▶ **Exercise prompt**:
For the records below, work out the number of lines holding "after" and reply with only that.

Content starts

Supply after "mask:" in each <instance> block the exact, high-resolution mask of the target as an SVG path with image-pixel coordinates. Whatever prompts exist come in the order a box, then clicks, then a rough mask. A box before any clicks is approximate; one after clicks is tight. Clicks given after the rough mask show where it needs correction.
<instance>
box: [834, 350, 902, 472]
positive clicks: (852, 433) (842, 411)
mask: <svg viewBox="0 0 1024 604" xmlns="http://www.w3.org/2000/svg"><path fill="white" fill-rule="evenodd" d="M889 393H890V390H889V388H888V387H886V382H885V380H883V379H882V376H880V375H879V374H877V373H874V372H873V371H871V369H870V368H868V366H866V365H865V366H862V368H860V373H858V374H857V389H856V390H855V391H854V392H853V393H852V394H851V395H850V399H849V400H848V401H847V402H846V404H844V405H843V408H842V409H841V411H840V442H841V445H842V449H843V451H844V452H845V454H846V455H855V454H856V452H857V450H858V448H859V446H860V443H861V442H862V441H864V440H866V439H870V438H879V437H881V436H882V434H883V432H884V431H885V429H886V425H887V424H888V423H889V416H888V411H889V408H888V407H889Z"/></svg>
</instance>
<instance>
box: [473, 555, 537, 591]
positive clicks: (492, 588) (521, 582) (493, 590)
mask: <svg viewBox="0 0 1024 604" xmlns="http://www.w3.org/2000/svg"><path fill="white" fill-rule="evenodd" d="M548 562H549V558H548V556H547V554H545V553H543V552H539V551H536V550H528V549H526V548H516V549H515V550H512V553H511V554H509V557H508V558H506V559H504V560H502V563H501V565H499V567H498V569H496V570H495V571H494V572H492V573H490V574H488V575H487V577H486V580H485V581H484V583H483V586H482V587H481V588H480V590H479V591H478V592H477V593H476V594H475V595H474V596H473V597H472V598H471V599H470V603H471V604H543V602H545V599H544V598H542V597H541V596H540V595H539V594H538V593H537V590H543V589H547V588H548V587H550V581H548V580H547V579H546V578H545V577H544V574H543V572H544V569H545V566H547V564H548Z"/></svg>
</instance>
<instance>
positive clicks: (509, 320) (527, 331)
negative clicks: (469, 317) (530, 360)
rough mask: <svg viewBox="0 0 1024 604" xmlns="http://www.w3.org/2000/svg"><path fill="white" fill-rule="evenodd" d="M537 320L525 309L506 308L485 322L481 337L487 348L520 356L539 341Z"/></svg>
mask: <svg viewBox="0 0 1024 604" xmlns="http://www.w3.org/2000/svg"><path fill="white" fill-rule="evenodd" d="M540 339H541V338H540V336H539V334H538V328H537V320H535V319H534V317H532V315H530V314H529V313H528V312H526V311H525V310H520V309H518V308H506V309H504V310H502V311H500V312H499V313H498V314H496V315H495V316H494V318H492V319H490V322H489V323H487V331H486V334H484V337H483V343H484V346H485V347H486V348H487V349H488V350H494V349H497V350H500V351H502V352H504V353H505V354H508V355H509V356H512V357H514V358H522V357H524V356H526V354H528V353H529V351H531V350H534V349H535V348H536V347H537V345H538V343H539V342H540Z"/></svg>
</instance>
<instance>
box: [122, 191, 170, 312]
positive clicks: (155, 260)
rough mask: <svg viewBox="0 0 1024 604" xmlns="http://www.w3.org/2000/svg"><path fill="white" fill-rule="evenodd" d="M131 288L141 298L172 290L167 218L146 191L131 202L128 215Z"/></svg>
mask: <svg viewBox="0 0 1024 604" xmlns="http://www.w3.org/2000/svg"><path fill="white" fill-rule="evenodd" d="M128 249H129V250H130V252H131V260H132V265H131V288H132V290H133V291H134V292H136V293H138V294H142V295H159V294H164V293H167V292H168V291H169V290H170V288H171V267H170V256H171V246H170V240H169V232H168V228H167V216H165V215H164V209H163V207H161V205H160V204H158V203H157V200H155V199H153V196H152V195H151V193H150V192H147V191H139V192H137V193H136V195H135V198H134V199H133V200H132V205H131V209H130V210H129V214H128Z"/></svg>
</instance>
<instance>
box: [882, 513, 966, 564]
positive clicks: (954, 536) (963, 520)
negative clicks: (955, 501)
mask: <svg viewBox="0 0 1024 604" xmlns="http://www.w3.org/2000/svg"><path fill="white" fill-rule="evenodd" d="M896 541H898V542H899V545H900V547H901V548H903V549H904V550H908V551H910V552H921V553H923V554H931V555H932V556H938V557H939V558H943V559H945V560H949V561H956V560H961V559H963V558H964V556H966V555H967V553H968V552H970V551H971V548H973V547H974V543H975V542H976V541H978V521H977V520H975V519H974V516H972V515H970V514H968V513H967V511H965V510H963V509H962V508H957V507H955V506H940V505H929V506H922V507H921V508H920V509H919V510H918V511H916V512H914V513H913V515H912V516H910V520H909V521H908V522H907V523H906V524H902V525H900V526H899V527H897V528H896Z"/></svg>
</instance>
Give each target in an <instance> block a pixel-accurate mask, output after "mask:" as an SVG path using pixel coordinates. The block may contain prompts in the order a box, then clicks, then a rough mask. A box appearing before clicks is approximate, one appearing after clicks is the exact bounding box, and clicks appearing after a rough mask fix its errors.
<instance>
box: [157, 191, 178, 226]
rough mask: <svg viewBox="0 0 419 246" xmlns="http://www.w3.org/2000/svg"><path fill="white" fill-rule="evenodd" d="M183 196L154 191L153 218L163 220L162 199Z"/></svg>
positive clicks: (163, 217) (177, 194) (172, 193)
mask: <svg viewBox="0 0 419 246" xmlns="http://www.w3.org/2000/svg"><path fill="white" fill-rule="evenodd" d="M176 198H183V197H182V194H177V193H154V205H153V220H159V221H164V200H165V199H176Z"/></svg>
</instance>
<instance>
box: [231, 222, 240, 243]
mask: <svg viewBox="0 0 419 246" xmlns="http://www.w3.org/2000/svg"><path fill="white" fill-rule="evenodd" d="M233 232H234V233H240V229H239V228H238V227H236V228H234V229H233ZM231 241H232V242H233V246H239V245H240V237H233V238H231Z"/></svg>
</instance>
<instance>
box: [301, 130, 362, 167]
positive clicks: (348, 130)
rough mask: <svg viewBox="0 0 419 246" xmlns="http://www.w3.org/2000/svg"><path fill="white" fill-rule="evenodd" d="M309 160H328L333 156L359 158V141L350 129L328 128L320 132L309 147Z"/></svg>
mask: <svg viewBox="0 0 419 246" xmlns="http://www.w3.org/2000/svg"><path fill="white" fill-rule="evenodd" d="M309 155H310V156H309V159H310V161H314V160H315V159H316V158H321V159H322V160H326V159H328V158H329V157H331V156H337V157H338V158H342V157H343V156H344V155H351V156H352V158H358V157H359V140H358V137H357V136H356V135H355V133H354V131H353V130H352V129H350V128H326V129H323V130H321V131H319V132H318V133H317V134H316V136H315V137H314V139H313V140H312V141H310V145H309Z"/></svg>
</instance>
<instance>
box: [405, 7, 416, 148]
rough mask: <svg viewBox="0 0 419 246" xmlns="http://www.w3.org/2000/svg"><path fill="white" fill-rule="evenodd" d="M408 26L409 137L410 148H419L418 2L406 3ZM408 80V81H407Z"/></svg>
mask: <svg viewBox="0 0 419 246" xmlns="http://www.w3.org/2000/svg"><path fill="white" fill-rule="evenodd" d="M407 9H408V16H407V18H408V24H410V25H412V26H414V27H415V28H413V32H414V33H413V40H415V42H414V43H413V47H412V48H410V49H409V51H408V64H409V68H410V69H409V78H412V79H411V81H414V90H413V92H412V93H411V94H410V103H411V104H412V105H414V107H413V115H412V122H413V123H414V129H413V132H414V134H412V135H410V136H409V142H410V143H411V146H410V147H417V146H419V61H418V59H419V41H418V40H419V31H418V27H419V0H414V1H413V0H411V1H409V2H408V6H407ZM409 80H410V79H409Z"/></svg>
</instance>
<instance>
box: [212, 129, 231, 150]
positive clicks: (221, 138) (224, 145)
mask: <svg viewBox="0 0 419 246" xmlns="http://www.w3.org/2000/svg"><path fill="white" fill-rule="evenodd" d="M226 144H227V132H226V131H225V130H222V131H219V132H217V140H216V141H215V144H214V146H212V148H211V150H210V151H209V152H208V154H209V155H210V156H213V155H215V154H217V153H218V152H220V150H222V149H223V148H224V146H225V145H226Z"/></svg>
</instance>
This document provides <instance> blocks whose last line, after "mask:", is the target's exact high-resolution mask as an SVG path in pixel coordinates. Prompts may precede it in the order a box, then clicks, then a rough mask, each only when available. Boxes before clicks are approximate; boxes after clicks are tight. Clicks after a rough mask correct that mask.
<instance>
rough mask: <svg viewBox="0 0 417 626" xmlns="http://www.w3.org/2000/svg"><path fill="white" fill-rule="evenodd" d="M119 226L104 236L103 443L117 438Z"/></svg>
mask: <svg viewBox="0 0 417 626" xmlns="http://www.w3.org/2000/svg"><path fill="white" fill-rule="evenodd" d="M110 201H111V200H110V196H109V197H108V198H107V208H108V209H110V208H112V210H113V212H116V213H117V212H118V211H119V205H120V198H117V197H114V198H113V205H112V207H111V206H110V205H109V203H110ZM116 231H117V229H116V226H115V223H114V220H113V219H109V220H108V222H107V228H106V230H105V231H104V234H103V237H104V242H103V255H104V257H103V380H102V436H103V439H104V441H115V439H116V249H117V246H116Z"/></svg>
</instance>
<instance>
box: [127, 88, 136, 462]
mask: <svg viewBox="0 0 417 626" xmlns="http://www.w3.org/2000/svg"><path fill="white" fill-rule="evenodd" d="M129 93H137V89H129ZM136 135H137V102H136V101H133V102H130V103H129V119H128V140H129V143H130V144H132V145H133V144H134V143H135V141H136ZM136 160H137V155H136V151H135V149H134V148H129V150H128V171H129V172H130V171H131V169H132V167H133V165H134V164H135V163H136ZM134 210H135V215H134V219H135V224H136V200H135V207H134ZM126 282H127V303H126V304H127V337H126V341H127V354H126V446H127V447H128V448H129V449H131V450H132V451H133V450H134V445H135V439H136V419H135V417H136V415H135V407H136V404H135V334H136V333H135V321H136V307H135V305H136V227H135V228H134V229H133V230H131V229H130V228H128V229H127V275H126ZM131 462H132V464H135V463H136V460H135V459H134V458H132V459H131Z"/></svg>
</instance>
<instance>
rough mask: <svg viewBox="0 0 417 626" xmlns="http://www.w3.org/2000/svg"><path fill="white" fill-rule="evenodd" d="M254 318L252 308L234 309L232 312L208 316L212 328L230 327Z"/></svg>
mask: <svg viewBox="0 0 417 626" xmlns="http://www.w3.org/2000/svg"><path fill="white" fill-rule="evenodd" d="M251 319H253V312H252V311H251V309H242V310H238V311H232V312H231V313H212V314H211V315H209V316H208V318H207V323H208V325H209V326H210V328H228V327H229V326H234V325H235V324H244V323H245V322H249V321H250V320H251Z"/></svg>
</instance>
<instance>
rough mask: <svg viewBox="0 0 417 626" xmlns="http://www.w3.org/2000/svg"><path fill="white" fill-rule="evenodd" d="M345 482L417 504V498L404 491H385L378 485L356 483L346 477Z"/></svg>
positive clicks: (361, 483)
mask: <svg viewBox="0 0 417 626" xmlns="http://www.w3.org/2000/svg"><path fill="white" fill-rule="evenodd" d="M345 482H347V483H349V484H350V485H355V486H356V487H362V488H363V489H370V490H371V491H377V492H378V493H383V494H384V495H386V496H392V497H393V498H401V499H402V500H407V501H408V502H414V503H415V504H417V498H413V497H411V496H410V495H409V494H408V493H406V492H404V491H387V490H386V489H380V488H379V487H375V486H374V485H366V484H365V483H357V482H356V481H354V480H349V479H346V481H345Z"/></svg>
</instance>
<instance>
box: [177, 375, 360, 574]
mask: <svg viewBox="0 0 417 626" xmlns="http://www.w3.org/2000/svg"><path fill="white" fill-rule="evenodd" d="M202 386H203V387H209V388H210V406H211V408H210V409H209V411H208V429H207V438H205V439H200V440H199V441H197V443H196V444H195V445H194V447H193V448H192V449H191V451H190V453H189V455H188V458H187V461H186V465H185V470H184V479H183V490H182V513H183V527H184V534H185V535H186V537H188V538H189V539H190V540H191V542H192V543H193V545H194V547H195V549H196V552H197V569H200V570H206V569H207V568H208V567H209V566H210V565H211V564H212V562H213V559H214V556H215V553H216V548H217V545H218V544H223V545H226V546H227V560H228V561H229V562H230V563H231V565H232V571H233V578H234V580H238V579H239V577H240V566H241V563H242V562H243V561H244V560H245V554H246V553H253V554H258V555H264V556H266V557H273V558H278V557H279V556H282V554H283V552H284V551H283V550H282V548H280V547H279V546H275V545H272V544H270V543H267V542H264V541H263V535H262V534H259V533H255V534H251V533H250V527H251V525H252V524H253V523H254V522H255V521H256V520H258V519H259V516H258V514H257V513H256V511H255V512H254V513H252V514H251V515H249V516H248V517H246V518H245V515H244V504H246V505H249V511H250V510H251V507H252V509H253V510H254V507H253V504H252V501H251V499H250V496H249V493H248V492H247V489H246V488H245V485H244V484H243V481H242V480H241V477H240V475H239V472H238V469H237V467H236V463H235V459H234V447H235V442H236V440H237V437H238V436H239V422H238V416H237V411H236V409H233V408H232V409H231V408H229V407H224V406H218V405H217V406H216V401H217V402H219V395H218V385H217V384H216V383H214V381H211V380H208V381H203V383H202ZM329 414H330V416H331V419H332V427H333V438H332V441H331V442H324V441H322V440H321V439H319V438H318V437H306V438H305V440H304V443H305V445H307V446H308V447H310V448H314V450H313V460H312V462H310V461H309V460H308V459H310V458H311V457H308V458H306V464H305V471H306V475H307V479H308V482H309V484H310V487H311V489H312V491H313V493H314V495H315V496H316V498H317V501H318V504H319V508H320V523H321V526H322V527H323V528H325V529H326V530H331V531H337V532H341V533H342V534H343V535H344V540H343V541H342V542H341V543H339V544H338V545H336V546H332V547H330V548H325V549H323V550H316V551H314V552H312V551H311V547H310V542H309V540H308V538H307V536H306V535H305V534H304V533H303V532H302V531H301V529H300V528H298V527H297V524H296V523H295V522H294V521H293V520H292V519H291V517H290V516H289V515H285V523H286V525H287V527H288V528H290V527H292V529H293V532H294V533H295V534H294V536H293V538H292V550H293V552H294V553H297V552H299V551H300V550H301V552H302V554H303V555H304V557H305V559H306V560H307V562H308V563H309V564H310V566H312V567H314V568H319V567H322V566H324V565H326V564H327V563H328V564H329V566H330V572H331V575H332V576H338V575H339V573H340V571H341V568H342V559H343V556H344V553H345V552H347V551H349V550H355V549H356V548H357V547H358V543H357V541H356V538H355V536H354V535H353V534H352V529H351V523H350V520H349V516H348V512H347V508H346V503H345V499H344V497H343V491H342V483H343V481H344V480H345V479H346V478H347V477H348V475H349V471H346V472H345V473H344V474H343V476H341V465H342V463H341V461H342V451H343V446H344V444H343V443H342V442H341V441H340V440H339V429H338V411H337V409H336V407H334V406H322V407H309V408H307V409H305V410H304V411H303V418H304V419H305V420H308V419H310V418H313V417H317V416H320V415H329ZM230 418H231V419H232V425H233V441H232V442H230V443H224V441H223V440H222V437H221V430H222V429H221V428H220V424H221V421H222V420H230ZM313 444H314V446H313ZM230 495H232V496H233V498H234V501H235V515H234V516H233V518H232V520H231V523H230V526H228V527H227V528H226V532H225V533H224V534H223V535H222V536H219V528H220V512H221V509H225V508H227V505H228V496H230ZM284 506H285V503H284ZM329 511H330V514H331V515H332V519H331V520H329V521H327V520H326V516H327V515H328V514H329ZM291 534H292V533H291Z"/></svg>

Content ends

▶ **Response**:
3